**Exercise details**
Collect every line of the material that contains the word "cloud", copying each one in full.

**Entries shown**
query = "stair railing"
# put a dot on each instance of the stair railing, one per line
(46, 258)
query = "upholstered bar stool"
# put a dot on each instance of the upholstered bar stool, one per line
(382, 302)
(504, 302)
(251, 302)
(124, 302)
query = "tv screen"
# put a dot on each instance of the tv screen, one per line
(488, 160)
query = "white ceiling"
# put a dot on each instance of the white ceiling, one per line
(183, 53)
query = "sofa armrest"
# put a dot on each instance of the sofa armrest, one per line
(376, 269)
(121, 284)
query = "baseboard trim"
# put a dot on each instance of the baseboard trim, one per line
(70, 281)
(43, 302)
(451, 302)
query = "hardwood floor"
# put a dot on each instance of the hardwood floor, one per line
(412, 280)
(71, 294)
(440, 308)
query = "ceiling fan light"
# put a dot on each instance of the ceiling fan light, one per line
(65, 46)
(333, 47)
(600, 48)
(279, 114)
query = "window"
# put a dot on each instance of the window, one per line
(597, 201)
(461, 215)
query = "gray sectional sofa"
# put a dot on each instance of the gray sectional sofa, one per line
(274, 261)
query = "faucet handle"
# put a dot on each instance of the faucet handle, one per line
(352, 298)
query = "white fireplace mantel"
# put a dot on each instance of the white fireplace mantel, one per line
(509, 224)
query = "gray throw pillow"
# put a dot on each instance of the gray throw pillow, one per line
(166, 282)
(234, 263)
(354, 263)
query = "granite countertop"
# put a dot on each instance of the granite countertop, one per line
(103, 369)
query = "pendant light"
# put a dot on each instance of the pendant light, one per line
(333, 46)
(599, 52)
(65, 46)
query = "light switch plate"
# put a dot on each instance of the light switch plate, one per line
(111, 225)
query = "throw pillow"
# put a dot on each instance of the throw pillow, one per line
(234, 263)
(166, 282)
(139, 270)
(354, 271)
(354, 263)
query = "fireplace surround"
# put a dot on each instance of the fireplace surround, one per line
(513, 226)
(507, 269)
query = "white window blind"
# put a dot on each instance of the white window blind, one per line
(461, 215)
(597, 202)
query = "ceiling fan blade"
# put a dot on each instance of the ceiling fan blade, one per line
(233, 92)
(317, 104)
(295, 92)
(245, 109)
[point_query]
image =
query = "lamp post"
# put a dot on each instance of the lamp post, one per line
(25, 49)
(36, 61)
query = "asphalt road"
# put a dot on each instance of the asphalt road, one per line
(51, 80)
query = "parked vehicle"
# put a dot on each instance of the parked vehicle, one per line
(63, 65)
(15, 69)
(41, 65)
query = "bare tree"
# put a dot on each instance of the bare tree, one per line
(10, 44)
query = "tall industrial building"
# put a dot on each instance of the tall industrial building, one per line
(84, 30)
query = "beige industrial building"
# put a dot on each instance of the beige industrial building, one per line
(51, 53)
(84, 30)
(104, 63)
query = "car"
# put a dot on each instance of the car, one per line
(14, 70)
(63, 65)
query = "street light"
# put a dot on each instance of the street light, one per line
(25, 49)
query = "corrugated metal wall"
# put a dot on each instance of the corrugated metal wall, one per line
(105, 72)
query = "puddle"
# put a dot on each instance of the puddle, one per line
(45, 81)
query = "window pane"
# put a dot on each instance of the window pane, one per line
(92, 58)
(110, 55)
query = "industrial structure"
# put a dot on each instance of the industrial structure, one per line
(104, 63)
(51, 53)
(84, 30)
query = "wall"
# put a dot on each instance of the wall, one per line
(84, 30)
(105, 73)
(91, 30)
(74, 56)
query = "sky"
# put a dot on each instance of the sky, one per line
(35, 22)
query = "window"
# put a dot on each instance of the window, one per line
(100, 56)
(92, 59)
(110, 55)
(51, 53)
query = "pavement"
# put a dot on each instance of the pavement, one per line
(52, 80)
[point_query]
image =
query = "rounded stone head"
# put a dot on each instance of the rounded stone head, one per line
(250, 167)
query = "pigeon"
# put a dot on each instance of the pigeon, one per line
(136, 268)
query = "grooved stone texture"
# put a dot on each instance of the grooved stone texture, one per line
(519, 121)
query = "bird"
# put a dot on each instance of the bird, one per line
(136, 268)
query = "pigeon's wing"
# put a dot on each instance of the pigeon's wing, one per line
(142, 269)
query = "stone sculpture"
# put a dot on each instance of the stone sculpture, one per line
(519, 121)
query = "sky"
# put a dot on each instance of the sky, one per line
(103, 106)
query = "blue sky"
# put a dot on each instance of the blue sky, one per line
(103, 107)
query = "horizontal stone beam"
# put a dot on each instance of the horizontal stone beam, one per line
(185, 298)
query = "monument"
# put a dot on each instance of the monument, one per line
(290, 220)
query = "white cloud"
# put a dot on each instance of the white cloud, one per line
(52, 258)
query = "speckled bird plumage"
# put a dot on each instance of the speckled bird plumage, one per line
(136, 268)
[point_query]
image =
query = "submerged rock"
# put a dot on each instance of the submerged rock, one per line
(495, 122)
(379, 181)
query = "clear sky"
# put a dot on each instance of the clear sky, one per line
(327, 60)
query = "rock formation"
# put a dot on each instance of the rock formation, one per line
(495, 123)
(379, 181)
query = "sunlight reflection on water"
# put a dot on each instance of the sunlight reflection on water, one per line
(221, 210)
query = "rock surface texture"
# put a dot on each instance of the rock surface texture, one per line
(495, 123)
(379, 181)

**Answer below**
query = "white cloud"
# put a dot on each instance of the white cloud, one per line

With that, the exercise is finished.